> Source document:

I should know better. In my own field a simple, literal reading of the law has led to a common and profound misunderstanding of a different topic: divorce trends. Many people associate the historical rise in divorce rates with the introduction of no-fault divorce laws, starting with California’s in 1970 and spreading across most of the country within a decade. That makes sense, because those laws were being debated while the divorce rate was obviously rising, and critics argued that the new laws would lead to more divorces. But the story that emerged—that changing laws changed families—rested on a false assumption about how divorce law worked already. In fact, in the century before 1970, the annual divorce rate had already increased more than ten-fold, from 3 for every 10,000 people to 3.5 for every 1,000, before peaking at 5.3 per 1,000. When historians dug into the records, they discovered that there hadn’t been a ten-fold increase in adultery, abandonment, or abuse—the “faults” that justified divorce. Rather, for decades couples had been conspiring with family lawyers to fabricate just the right amount of fault to persuade the courts to grant them what were essentially no-fault divorces. Like the Victorian law that commanded execution of men who committed homosexual acts, divorce law didn’t work.

The success of that kind of work in demography, especially historical demography, is instructive. You can’t learn all about American slavery from Narrative of the Life of Frederick Douglass, much less from Uncle Tom’s Cabin or Huckleberry Finn, any more than you can master contemporary feminism through a close reading of Beyoncé or The Vagina Monologues (or Naomi Wolf). You need to know something about the demography around slavery, and the trends in gender inequality.

> What you need to do:
In the passage on divorce trends, which state introduced the first no-fault divorce law, and in what year? The rows that follow have no connection to the passage on divorce trends.

> Given information:
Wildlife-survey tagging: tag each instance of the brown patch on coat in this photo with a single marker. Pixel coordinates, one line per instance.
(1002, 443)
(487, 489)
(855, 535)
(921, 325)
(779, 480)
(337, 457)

> Task solution:
California, in 1970.